Write out the data below in full, please. Keep every character as given.

■ **Data for analysis**
_ _ _ _ _
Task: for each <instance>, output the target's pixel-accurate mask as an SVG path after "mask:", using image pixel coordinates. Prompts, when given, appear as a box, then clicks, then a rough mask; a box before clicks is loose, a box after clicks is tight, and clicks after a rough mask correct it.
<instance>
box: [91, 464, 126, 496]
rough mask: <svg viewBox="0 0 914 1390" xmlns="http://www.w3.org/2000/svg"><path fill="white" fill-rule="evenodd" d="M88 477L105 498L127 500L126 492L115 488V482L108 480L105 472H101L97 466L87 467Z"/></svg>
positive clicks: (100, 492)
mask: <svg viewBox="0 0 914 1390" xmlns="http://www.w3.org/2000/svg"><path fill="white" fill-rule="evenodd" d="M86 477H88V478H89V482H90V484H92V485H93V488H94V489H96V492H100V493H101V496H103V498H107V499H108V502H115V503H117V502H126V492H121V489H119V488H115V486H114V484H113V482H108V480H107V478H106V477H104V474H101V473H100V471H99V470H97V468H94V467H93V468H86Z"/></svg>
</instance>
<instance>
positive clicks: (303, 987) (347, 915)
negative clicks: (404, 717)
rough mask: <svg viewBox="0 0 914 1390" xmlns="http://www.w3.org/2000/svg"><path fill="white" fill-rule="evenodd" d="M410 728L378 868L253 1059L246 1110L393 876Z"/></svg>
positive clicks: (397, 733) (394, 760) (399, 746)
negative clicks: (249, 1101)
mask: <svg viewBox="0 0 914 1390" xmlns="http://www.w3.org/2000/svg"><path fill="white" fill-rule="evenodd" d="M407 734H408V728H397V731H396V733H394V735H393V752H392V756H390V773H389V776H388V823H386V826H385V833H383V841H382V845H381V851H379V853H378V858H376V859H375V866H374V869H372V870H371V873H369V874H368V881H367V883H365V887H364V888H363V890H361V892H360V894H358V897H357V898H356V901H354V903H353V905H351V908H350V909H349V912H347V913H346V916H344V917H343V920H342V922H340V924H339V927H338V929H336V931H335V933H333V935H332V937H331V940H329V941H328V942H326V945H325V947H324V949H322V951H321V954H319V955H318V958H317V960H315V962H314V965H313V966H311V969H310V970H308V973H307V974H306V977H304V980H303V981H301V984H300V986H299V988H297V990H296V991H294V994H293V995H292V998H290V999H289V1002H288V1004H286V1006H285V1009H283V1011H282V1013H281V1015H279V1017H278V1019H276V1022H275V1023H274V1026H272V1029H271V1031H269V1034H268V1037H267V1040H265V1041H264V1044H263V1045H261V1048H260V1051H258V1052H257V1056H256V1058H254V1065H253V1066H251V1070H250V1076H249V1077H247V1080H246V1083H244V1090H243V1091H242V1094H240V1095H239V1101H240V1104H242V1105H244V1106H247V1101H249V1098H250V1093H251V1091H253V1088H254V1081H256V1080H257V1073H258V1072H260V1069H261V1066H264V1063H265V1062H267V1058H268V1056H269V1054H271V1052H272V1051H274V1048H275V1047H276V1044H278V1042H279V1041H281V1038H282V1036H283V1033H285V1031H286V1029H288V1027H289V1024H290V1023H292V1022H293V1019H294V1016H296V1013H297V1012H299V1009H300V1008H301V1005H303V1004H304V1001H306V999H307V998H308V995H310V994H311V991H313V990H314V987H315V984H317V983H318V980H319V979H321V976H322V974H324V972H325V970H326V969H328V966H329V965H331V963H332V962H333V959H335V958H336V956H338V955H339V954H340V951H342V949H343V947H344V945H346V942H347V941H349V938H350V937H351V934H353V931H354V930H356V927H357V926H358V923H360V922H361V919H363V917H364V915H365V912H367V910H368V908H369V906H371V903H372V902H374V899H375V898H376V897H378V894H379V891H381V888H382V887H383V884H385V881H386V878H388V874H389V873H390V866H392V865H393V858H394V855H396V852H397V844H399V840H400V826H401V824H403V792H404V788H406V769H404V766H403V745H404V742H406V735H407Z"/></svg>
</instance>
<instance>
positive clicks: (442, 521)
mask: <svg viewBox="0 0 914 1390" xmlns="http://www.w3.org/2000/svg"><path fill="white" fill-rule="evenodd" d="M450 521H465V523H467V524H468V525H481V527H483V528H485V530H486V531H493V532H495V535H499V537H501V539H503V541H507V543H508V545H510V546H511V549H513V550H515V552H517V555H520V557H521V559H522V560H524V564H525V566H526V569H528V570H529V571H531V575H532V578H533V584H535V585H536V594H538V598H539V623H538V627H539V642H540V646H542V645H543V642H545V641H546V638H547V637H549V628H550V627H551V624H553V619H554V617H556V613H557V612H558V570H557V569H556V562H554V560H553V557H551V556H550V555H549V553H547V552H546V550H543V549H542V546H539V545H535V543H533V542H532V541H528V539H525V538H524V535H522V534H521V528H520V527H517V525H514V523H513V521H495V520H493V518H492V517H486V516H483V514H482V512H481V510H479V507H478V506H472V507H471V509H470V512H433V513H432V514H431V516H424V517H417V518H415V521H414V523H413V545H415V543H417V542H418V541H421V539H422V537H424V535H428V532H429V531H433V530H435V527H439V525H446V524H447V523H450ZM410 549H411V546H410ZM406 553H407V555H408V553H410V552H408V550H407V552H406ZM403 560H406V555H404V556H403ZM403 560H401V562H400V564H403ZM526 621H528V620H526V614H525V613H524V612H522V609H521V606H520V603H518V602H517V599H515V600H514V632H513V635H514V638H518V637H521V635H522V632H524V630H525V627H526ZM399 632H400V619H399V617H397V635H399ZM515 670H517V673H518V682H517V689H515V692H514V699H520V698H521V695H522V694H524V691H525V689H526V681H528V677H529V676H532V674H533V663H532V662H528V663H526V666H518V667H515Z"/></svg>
_ _ _ _ _
■ **Answer area**
Task: for each <instance>, output the target's pixel-accurate mask as an SVG path after "mask:", using image pixel coordinates. Prompts, when given, appear as a box, then clicks, then a rough mask; a box before clicks is loose, a box after clicks is tight, and clicks after a rough mask correct it.
<instance>
box: [91, 464, 126, 496]
rough mask: <svg viewBox="0 0 914 1390" xmlns="http://www.w3.org/2000/svg"><path fill="white" fill-rule="evenodd" d="M88 477L105 498L127 500L126 492L115 488V482L108 480L105 472H101L97 466L87 467Z"/></svg>
positive clicks: (100, 492)
mask: <svg viewBox="0 0 914 1390" xmlns="http://www.w3.org/2000/svg"><path fill="white" fill-rule="evenodd" d="M86 477H88V478H89V482H90V484H92V485H93V488H94V489H96V492H100V493H101V496H103V498H107V499H108V502H115V503H117V502H126V492H121V489H119V488H115V486H114V484H113V482H108V480H107V478H106V477H104V474H101V473H100V471H99V470H97V468H94V467H93V468H86Z"/></svg>
</instance>
<instance>
positive clicks: (303, 987) (347, 915)
negative clicks: (404, 717)
rough mask: <svg viewBox="0 0 914 1390" xmlns="http://www.w3.org/2000/svg"><path fill="white" fill-rule="evenodd" d="M410 728L378 868L253 1059L246 1110L393 876Z"/></svg>
positive clicks: (397, 733) (394, 760) (399, 746)
negative clicks: (249, 1101)
mask: <svg viewBox="0 0 914 1390" xmlns="http://www.w3.org/2000/svg"><path fill="white" fill-rule="evenodd" d="M407 734H408V728H397V731H396V733H394V735H393V752H392V756H390V773H389V776H388V823H386V826H385V833H383V841H382V845H381V851H379V853H378V858H376V859H375V866H374V869H372V870H371V873H369V874H368V881H367V883H365V887H364V888H363V890H361V892H360V894H358V897H357V898H356V901H354V903H353V905H351V908H350V909H349V912H347V913H346V916H344V917H343V920H342V922H340V924H339V927H338V929H336V931H335V933H333V935H332V937H331V940H329V941H328V942H326V945H325V947H324V949H322V951H321V954H319V955H318V958H317V960H315V962H314V965H313V966H311V969H310V970H308V973H307V974H306V977H304V980H303V981H301V984H300V986H299V988H297V990H296V991H294V994H293V995H292V998H290V999H289V1002H288V1004H286V1006H285V1009H283V1011H282V1013H281V1015H279V1017H278V1019H276V1022H275V1023H274V1026H272V1029H271V1031H269V1034H268V1037H267V1040H265V1041H264V1044H263V1045H261V1048H260V1051H258V1052H257V1056H256V1058H254V1065H253V1066H251V1070H250V1076H249V1077H247V1080H246V1083H244V1090H243V1091H242V1094H240V1095H239V1101H240V1104H242V1105H244V1106H247V1101H249V1098H250V1093H251V1091H253V1088H254V1081H256V1080H257V1073H258V1072H260V1069H261V1066H264V1063H265V1062H267V1058H268V1056H269V1054H271V1052H272V1051H274V1048H275V1047H276V1044H278V1042H279V1041H281V1038H282V1036H283V1033H285V1031H286V1029H288V1027H289V1024H290V1023H292V1022H293V1019H294V1016H296V1013H297V1012H299V1009H300V1008H301V1005H303V1004H304V1001H306V999H307V998H308V995H310V994H311V991H313V990H314V987H315V984H317V983H318V980H319V979H321V976H322V974H324V972H325V970H326V969H328V966H329V965H331V963H332V962H333V959H335V958H336V956H338V955H339V954H340V951H342V949H343V947H344V945H346V942H347V941H349V938H350V937H351V934H353V931H354V930H356V927H357V926H358V923H360V922H361V919H363V917H364V915H365V912H367V910H368V908H369V906H371V903H372V902H374V899H375V898H376V897H378V894H379V891H381V888H382V887H383V884H385V881H386V878H388V874H389V873H390V866H392V865H393V858H394V855H396V852H397V844H399V840H400V826H401V824H403V792H404V788H406V769H404V766H403V745H404V742H406V735H407Z"/></svg>
</instance>
<instance>
positive clicks: (442, 521)
mask: <svg viewBox="0 0 914 1390" xmlns="http://www.w3.org/2000/svg"><path fill="white" fill-rule="evenodd" d="M450 521H465V523H467V524H468V525H481V527H483V528H485V530H486V531H493V532H495V535H499V537H501V539H503V541H507V543H508V545H510V546H511V549H513V550H515V552H517V555H520V557H521V559H522V560H524V564H525V566H526V569H528V570H529V571H531V575H532V578H533V584H535V585H536V594H538V598H539V623H538V627H539V642H540V646H542V645H543V642H545V641H546V638H547V637H549V628H550V627H551V624H553V619H554V617H556V613H557V612H558V570H557V569H556V562H554V560H553V557H551V556H550V555H549V553H547V552H546V550H543V549H542V546H539V545H535V543H533V542H532V541H528V539H525V538H524V535H522V534H521V528H520V527H517V525H514V523H513V521H495V520H493V518H492V517H486V516H483V514H482V512H481V510H479V507H478V506H472V507H471V509H470V512H433V513H432V514H431V516H424V517H417V518H415V521H414V523H413V545H415V543H417V542H418V541H421V539H422V537H424V535H428V532H429V531H433V530H435V527H439V525H446V524H447V523H450ZM410 549H411V546H410ZM406 553H407V555H408V553H410V552H408V550H407V552H406ZM403 560H406V555H404V556H403ZM403 560H401V562H400V564H403ZM526 621H528V620H526V614H525V613H524V612H522V609H521V606H520V603H518V602H517V599H515V600H514V632H513V635H514V638H518V637H521V635H522V632H524V630H525V627H526ZM399 632H400V619H399V617H397V635H399ZM515 670H517V673H518V682H517V689H515V692H514V699H520V698H521V695H522V694H524V691H525V689H526V681H528V677H529V676H532V674H533V663H532V662H528V663H526V666H518V667H515Z"/></svg>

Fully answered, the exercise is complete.